== Data entries ==

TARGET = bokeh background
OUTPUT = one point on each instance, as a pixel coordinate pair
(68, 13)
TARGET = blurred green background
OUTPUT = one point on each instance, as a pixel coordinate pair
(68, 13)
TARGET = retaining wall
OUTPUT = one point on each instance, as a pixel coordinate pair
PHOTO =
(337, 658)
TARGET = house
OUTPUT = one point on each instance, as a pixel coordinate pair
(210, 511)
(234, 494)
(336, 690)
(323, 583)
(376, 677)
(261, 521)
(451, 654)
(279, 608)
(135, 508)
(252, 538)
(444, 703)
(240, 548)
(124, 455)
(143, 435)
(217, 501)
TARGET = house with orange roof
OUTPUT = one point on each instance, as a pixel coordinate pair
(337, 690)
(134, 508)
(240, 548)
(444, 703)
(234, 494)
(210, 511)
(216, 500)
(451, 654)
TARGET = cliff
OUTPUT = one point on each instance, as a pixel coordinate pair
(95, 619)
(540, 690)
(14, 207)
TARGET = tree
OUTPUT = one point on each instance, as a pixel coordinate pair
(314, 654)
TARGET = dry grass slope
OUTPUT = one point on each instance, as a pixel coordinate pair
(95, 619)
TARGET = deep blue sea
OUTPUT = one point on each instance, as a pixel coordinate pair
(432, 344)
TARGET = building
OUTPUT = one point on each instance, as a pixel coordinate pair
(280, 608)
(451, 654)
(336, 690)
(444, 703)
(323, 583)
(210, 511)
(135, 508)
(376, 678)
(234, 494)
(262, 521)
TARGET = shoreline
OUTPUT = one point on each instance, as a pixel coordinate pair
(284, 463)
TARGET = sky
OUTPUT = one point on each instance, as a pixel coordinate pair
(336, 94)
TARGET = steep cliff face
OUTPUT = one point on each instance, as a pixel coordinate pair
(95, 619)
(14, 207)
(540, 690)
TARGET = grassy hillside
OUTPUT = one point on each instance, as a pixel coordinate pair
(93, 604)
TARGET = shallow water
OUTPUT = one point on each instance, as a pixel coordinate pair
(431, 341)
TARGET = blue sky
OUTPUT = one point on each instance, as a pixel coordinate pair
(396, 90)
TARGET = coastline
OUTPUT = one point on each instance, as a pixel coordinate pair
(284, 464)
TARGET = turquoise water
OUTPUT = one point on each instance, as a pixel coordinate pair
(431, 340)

===

Goal >>
Copy out every row above, replacing "house" with "home" wherever it occurs and leaving everything else unchanged.

Exercise response >>
TARGET = bokeh background
OUTPUT = one point on each instance, as a pixel coordinate pair
(68, 13)
TARGET = blurred green background
OUTPUT = one point on each instance, as a pixel coordinate pair
(68, 13)
TARGET = retaining wall
OUTPUT = one point on each instance, as a pixel coordinate pair
PHOTO =
(337, 658)
TARGET = home
OUTPUT = one point on each instance, as a pixel coordinate pair
(210, 511)
(234, 494)
(336, 690)
(323, 583)
(376, 677)
(261, 521)
(451, 654)
(279, 608)
(135, 508)
(252, 538)
(444, 703)
(240, 548)
(124, 455)
(143, 435)
(217, 501)
TARGET = home with orange roof
OUTPUT = one point on each instance, as a pixel coordinate pair
(337, 690)
(134, 508)
(240, 548)
(444, 703)
(234, 494)
(210, 511)
(216, 500)
(451, 654)
TARGET = cliff
OUTPUT = one point on each instance, as a pixel coordinate pair
(95, 619)
(540, 690)
(14, 207)
TARGET = tree
OUTPUT = one point on each instance, as a pixel coordinate pair
(314, 654)
TARGET = dry grass slope
OUTPUT = one point on each instance, as a pixel coordinate pair
(95, 619)
TARGET = deep blue sea
OUTPUT = one point on each instance, as a pixel coordinate pair
(432, 344)
TARGET = building
OUTPUT = one point on each instance, as a pixel coordinate pair
(280, 608)
(451, 654)
(336, 690)
(444, 703)
(323, 583)
(210, 511)
(135, 508)
(376, 678)
(234, 494)
(262, 521)
TARGET = shoreline
OUTPUT = one point on each instance, as a pixel coordinate pair
(284, 463)
TARGET = sky
OUTPUT = one point on each instance, as a pixel coordinate pair
(336, 94)
TARGET = steep cliff face
OUTPUT = one point on each instance, as a pixel coordinate pair
(95, 619)
(14, 207)
(540, 690)
TARGET = grassy hillside
OUTPUT = one point on each instance, as a pixel coordinate pair
(93, 604)
TARGET = shallow water
OUTPUT = one point on each instance, as a pixel coordinate pair
(431, 341)
TARGET = blue sky
OUTPUT = one point on each instance, as a pixel coordinate pair
(396, 90)
TARGET = coastline
OUTPUT = one point on each instance, as a pixel coordinate pair
(284, 464)
TARGET = turquoise water
OUTPUT = one point on each instance, as a pixel coordinate pair
(431, 340)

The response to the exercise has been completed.